▶ **GIVEN PASSAGE**:

_ _ _ _ _ _ _

One third watch but is it really a problem?

Thu, 2007-10-18 16:48

Via Pam Spaulding of Pandagon

There is a crisis brewing in the Church: a growing epidemic of sexual addiction among women. A new book from Pure Life Ministries by authors Steve and Kathy Gallagher, Create in Me a Pure Heart, explores the scope of the problem and provides biblical answers for the church and the struggling woman.

For twenty-two years, Kathy Gallagher has been helping women cope with their husbands’ addiction to pornography, strip clubs and prostitutes. Now she is responding to a growing number of women addicted to porn, chat rooms and online sex. “Thirty years ago,” remarks Gallagher, “you never would have thought that the woman sitting next to you in Sunday school might be viewing porn. But with the growth of the Internet, the gap between what men and women do in secret has been drastically reduced.”

According to Nielsen NetRatings, nearly one-third of the visitors to adult websites are female. Today’s Christian Woman reported that 34 percent of their online newsletter readers admitted to intentionally accessing Internet porn. Women are also twice as likely as men to visit online chat rooms, according to Internet Filter Review.

Spaulding links to the original sources here.

While I think there really is a problem with “sex addiction” in the sense that there are attachment-related compulsive disorders, and while it’s even possible that women — traditionally kept distant from nuts-and-bolts sexuality — might not be well prepared to recognize something like that, I’ve always been a little cautious about the difference between “as much as one should have” vs. “as much as one wants.”

It wasn’t that long ago (throughout the 1900s) that American and English men were advised not to have sex with their wives more than 10 times a year for fear of certain insanity, de-vitation, and an early grave (let alone what might happen if they masturbated 10 times a year!) Nor it was it that long ago (the first half of the 20th Century) that “considerate” gynecologists removed or burned away the clitorises of “nymphomaniac” women — very often at their request! — in hopes of curing them of “uncontrollable” sexual urges.

And so while I feel sympathy for men or women who really have compulsive disorders associated with sexual behavior I’d rather hear about it from a more neutral, more credible source than the couple that Spaulding links to but I don’t care to. (It’s not bad that Spaulding does. I just really don’t care to follow suit.)

Somewhat coincidentally the image below the fold includes a nude torso and partial erection (with very nice natural shadows and lighting, if I say so myself.) Server logs and survey data suggest that of those who chose to view the image about two thirds of you are women and a third men. No one should feel obliged to look.

[Doh! Now you can click through. —fl]

Submitted by 1686 (not verified) on Fri, 2007-10-19 09:52.

I don't feel obligated, I feel honored. You're a fine piece o' man, Figleaf.

And I suspect that the kind of person who would write with horror about women viewing pornography either doesn't know what porn is (a lot of people seem to think it's much dirtier and more extreme and less voluntary than it is), or views ANY sexual desire as way too much.

_ _ _ _ _ _ _

▶ **DATA PROVIDED**:
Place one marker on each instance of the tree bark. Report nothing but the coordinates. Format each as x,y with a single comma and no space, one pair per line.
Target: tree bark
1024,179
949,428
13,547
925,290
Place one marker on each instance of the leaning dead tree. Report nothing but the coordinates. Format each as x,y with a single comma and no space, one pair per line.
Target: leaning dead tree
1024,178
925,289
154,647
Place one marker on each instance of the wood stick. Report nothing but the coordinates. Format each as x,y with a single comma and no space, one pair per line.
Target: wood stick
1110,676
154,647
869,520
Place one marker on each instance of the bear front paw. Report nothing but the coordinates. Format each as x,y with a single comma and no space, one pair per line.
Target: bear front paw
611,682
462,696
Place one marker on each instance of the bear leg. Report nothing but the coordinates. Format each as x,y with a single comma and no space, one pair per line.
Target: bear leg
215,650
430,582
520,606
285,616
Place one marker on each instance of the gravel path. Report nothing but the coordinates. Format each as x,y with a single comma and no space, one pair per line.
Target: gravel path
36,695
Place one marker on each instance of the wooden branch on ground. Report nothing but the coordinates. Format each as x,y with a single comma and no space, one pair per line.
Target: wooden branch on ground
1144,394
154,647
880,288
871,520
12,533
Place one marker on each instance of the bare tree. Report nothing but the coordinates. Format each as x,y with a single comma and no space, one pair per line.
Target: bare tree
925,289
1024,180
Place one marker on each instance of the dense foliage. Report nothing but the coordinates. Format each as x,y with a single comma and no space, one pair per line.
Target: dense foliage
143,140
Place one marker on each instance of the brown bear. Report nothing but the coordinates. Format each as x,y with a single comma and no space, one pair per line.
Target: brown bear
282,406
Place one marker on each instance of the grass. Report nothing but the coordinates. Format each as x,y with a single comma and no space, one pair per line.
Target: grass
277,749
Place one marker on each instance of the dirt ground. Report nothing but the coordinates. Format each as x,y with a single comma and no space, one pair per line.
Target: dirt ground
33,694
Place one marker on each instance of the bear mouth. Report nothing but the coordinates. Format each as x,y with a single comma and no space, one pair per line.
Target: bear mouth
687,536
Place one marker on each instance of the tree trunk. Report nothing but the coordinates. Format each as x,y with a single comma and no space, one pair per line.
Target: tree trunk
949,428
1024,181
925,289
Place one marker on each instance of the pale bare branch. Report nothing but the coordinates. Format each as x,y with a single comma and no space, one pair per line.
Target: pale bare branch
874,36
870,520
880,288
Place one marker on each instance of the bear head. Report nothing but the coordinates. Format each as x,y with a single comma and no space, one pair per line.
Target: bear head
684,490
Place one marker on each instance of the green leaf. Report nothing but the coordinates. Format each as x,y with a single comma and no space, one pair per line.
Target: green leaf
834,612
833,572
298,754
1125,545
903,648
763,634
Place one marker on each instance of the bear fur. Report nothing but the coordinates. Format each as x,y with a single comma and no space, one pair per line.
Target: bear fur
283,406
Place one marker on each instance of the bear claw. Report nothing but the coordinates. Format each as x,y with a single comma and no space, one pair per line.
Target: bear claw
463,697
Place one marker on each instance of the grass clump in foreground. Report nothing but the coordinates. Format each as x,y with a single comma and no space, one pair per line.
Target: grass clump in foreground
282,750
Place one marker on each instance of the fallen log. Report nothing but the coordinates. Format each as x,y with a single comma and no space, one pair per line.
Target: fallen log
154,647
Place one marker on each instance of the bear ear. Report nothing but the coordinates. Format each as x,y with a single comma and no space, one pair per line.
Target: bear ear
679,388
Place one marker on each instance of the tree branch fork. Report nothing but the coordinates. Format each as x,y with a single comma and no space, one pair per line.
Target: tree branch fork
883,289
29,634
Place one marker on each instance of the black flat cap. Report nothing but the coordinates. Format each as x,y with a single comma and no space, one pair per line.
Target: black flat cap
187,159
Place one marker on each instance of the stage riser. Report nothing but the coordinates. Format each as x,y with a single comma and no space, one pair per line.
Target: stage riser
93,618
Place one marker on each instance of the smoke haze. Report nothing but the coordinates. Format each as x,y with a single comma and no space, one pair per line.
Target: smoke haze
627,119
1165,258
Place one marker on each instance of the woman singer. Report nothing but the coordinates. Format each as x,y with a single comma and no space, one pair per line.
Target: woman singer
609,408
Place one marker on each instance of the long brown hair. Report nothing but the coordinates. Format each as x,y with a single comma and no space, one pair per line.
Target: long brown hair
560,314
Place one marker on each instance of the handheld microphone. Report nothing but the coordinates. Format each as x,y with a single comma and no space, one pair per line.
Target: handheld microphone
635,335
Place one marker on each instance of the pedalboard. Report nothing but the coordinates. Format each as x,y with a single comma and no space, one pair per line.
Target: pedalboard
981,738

_ _ _ _ _ _ _

▶ **WORK INSTRUCTIONS**:
1. Reproduce a passage from the post on women and sex addiction, starting at the words "For twenty-two years, Kathy" and stopping after the words "original sources here.".
2. In the post on women and sex addiction, what share of visitors to adult websites does Nielsen NetRatings report as female?
3. Pick up the post on women and sex addiction after its final sentence and continue it.
The entries are separate material with no connection to the post on women and sex addiction.

▶ **EXERCISE RESPONSES**:
1.
For twenty-two years, Kathy Gallagher has been helping women cope with their husbands’ addiction to pornography, strip clubs and prostitutes. Now she is responding to a growing number of women addicted to porn, chat rooms and online sex. “Thirty years ago,” remarks Gallagher, “you never would have thought that the woman sitting next to you in Sunday school might be viewing porn. But with the growth of the Internet, the gap between what men and women do in secret has been drastically reduced.”

According to Nielsen NetRatings, nearly one-third of the visitors to adult websites are female. Today’s Christian Woman reported that 34 percent of their online newsletter readers admitted to intentionally accessing Internet porn. Women are also twice as likely as men to visit online chat rooms, according to Internet Filter Review.

Spaulding links to the original sources here.

2. Nearly one-third.

3.
[Thank you kindly, Holly! I agree that there's either purblind ignorance or else some other agenda in play with the claims in that post. --fl]

Submitted by 1686 (not verified) on Fri, 2007-10-19 14:32.

I thought about posting something educational but they filter comments.

But it seems to me what some of them are suggesting is sex with God...look at all the sexual language in this Create in Me a Pure Heart blog entry:
“There was a time that I remember saying in my heart, ‘God, You can’t fulfill this part of my life. You can’t meet this need. This is too deep, too big, too wide for You.’ And that is exactly how I felt. It was the lie I believed. I was looking at my Creator and my body, and telling Him that He could not satisfy me. That lie was the crux of my sin.”

No use for Freud there, nosirree!

If even God couldn't fill such needs, maybe a Hitachi magic wand would work.

For God's sake, some of these women posting are worried about fantasizing. Don't they know this is normal?

It sounds like these women don't really believe in women's pleasure. Most women have to achieve orgasm through masturbation. Do they think God intended orgasm only for men? Why would God care if they masturbated? Seems to me God created that pleasure button in the beginning. Did he say he put it there to tempt us? No. He looked on all he created and said it was good.

[Very nicely put, B. Thank you. --fl]

Submitted by 1686 (not verified) on Tue, 2007-10-23 18:31.

I had a point to make - I know I did. I absent mindedly clicked on the link (at work mind you), having read the word 'partial' and figuring it was going to be the 'hint' of something, and now I can't for the life of me remember what I was going to say.
Oh boy!

[Heh. Thanks, HE. --fl]

Submitted by 1686 (not verified) on Thu, 2007-10-18 17:39.

What fold?

Why would viewing pron considered a sex addiction?
It just might be that is as close to sex as they can get. Just being a receptacle for procreation isn't sex.

Sorry, it's a dumb term that comes, I think, from old print newspapers. Anyway I meant if you click on the "see more..." link at the bottom of the post. Ok, ok, the slow learner has fixed the problem by adding the missing photo. Apologies, Five. As for why simply viewing porn would equal addiction in men, let alone women...? We'd have to ask the people worried about it. I think you hit the nail on the head when you said "just being a receptacle for procreation isn't sex." I think that's what they really want. As Amanda Marcotte says, though, they know they'd get laughted at if they admitted it. Thanks, Five! --fl]

Submitted by 1686 (not verified) on Thu, 2007-10-18 19:23.

I'm with Five of Nine. I fail to see a problem. And what business is it of the person sitting next to them?

The website for these repressed people says masturbation is sinful, too. All kinds of errors in logic on their website. Like this little gem: "Masturbation causes feelings of guilt and shame—clear signs of its wrongness."

I'd say, wtf, but I guess they don't...

[Well... it's kinda *gotta* depend on something besides logic, right? :-) Thanks, B! --fl]

Submitted by 1686 (not verified) on Thu, 2007-10-18 20:00.

fl, there isn't a "see more" link in this post, or at least it isn't coming up on my screen.

"I've always been a little cautious about the difference between "as much as one should have" vs. "as much as one wants." "

Your caution is, sadly, not practiced by everyone.

Clearly, if we could do away with "should have" in favor of "wants" most people would be a lot happier. But it would take away an avenue of judgement which seems to give satisfaction to many...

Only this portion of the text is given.